Look through the records below for the line with "Category: tree canopy". Return that line and each one after it up to and including the line with "Category: bare branch", exactly.

(Referring expression pointing data)
Start of Block
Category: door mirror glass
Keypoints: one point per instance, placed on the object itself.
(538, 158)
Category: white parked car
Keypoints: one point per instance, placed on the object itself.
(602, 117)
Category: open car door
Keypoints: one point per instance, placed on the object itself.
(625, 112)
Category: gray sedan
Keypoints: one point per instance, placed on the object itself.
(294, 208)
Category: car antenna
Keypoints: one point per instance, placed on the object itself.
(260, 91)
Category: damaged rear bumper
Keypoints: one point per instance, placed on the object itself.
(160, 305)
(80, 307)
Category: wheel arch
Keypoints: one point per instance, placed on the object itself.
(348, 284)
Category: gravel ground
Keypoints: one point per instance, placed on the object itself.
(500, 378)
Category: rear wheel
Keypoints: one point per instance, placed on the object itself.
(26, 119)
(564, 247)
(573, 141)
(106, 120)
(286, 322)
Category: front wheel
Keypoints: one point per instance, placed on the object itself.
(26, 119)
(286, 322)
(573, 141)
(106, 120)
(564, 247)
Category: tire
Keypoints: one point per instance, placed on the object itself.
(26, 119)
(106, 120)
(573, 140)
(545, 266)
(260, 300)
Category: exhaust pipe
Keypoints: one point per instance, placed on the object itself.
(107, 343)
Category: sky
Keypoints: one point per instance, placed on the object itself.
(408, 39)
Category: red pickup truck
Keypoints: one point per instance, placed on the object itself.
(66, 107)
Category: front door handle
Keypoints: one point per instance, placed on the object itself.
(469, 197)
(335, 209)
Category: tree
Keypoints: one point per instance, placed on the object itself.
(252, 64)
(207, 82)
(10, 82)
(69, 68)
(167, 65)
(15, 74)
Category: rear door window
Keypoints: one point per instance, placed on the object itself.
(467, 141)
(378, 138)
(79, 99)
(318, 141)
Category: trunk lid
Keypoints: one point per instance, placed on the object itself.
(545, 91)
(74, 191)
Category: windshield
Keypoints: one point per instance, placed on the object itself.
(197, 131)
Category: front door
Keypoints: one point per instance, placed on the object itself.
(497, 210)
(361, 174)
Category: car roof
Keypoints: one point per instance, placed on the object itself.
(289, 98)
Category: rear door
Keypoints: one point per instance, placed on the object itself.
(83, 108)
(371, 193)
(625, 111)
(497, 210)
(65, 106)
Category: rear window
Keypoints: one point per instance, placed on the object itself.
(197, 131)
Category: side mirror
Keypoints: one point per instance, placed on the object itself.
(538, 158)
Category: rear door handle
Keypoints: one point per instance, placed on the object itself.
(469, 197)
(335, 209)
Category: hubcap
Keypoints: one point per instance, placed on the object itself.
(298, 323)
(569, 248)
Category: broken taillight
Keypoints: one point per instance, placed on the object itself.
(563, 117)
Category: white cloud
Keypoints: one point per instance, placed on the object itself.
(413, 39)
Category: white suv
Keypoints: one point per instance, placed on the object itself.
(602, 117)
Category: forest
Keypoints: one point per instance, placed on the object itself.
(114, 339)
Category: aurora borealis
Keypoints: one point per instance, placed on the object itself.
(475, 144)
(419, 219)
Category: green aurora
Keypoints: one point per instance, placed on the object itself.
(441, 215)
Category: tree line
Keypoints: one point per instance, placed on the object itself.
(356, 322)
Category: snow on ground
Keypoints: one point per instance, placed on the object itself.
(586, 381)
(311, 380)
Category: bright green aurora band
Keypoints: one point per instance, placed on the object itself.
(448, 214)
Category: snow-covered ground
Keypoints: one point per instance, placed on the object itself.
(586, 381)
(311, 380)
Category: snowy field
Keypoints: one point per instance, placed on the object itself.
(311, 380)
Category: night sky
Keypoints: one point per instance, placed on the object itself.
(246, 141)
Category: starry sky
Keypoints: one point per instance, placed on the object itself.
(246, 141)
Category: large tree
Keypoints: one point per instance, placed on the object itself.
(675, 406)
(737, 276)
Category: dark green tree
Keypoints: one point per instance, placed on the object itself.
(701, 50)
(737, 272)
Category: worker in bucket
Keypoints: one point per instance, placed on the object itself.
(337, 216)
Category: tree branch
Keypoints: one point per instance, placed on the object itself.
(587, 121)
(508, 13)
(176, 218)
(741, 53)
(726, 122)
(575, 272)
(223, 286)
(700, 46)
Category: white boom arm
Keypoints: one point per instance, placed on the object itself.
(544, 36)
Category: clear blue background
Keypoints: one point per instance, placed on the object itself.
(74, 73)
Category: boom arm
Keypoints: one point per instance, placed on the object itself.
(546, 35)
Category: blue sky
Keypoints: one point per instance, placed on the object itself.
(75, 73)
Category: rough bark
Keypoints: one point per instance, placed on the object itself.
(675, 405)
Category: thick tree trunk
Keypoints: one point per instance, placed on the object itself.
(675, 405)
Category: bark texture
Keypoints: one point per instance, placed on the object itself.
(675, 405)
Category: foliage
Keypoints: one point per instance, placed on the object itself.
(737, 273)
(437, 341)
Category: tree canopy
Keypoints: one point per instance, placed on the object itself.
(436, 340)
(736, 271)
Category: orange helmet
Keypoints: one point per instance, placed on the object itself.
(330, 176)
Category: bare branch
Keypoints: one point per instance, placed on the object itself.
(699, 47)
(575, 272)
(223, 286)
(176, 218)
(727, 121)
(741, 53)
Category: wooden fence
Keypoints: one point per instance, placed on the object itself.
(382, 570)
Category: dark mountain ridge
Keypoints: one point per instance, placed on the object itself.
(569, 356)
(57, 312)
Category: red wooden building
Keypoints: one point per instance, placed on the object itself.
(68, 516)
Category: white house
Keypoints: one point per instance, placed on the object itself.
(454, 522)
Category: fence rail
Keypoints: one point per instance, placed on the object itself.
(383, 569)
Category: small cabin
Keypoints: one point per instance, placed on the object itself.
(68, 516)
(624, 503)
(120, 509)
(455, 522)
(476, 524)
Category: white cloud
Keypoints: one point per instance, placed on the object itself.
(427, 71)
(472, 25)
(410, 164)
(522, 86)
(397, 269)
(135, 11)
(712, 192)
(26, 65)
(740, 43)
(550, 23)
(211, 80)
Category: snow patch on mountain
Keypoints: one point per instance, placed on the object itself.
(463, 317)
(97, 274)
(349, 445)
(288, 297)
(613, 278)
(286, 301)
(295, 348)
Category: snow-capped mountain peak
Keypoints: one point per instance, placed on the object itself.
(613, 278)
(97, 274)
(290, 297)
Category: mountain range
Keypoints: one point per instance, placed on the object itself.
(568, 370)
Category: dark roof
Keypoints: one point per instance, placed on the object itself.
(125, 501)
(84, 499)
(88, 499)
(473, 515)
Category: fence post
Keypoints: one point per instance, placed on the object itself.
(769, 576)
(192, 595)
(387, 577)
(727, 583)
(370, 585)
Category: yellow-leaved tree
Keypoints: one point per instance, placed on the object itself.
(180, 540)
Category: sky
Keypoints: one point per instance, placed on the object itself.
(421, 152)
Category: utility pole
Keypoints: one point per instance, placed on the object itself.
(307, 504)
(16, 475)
End of Block
■ Answer to the exercise ■
Category: tree canopy
Keypoints: one point per instance, placed on the object itself.
(436, 340)
(736, 271)
Category: orange helmet
Keypoints: one point per instance, placed on the object itself.
(330, 176)
Category: bare branch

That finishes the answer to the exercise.